Copy the records below word for word, taking everything from the line containing "of the bare" down to the line containing "[(128, 32)]", both of those lines included, and nothing else.
+---+
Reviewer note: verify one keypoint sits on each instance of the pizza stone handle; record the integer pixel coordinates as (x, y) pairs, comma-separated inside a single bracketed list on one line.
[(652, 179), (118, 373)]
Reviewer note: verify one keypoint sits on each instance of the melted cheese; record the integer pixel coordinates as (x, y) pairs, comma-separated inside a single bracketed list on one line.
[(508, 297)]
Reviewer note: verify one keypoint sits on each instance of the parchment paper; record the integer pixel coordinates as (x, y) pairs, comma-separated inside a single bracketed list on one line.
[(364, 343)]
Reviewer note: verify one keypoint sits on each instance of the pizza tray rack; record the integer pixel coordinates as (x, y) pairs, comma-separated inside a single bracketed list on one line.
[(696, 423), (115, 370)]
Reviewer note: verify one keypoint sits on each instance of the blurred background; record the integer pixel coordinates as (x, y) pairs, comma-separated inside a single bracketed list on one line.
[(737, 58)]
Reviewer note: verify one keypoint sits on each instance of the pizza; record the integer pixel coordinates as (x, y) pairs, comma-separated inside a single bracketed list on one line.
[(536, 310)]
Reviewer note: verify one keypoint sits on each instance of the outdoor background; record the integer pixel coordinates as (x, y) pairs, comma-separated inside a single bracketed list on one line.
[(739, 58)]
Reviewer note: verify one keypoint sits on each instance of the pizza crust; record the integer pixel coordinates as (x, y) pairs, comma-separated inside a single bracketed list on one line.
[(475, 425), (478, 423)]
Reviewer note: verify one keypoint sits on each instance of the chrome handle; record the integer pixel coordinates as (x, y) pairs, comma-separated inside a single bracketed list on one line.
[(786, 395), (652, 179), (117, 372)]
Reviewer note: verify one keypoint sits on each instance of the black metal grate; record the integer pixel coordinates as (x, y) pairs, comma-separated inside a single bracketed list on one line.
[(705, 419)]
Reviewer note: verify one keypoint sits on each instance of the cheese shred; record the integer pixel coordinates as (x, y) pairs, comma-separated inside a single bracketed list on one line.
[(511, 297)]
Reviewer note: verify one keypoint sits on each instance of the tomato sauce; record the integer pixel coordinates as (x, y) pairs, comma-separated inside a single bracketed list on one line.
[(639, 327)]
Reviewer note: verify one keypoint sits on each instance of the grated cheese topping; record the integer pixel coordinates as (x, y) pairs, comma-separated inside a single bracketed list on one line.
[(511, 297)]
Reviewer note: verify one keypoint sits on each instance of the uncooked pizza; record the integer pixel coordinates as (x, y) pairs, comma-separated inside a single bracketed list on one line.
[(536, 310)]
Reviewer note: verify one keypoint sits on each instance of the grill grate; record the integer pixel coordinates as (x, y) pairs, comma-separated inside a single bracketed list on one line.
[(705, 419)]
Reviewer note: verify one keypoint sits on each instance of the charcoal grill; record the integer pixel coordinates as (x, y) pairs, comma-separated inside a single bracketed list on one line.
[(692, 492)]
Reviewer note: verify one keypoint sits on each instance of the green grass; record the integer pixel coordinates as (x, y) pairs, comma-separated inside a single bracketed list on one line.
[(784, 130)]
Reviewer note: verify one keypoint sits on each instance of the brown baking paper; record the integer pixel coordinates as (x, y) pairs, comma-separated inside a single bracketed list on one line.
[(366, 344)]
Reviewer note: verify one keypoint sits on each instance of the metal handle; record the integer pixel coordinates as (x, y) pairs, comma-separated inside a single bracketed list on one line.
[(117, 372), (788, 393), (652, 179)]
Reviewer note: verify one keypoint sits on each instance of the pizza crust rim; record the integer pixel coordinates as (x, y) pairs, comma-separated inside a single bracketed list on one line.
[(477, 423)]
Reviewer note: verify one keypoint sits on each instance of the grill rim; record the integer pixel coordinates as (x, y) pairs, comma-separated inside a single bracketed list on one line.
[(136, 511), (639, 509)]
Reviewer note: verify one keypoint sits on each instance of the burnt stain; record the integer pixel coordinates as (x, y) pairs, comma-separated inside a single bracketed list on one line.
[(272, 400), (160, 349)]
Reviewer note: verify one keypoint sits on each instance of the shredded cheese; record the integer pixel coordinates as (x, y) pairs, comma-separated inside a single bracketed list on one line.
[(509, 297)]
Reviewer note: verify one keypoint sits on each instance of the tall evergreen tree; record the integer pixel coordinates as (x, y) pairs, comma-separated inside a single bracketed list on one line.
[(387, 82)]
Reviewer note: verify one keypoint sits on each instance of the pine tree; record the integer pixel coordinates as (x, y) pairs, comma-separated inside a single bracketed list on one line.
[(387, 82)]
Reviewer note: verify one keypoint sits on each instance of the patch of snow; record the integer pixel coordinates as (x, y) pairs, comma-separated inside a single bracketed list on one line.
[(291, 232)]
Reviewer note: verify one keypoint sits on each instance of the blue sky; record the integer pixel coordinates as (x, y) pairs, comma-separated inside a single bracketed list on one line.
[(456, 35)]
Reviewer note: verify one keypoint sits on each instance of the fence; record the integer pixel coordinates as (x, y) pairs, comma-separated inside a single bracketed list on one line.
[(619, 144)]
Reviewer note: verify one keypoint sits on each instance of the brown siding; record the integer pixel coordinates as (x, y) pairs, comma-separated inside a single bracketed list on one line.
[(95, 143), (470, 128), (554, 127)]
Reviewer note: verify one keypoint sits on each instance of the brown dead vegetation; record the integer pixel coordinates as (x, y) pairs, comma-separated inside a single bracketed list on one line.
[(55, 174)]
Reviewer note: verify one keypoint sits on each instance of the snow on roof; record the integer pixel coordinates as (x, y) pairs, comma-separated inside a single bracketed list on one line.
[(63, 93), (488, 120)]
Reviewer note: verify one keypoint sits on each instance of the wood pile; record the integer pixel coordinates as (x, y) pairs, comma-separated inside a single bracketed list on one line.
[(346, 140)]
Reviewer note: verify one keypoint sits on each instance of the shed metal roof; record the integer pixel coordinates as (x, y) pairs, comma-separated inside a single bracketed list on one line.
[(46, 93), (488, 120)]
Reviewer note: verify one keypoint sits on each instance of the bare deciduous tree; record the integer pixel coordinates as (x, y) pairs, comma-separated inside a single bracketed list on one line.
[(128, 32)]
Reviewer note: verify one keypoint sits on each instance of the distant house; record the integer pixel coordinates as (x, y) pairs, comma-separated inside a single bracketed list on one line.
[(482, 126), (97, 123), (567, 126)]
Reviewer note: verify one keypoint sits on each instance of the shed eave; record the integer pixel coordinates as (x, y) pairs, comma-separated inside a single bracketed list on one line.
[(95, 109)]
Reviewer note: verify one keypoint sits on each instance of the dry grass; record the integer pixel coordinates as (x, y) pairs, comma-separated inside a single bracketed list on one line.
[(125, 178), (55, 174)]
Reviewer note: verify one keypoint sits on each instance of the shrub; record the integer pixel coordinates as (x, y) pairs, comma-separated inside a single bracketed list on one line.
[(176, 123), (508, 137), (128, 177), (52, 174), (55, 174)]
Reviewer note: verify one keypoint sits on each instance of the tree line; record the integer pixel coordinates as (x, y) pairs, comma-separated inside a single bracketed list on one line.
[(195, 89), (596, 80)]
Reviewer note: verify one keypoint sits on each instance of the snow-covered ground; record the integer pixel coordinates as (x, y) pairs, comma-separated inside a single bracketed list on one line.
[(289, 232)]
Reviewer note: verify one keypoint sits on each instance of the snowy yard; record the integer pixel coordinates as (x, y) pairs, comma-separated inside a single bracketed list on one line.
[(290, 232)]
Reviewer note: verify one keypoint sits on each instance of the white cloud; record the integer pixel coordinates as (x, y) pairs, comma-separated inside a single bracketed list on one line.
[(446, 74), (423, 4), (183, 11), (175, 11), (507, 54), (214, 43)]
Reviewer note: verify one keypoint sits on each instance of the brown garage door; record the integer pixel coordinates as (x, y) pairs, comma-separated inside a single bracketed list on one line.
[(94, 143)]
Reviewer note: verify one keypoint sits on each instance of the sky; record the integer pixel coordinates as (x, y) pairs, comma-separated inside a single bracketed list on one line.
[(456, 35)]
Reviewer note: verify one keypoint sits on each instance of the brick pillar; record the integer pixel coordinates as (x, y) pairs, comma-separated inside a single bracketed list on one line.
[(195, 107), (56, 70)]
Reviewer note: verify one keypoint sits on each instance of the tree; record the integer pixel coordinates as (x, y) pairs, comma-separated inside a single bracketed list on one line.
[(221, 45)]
+---+
Worked answer:
Reviewer note: verify one keypoint sits on each instance of the bare deciduous tree; record the integer pixel coordinates as (x, y) pairs, comma-separated inside a single bracketed list on one line.
[(128, 32)]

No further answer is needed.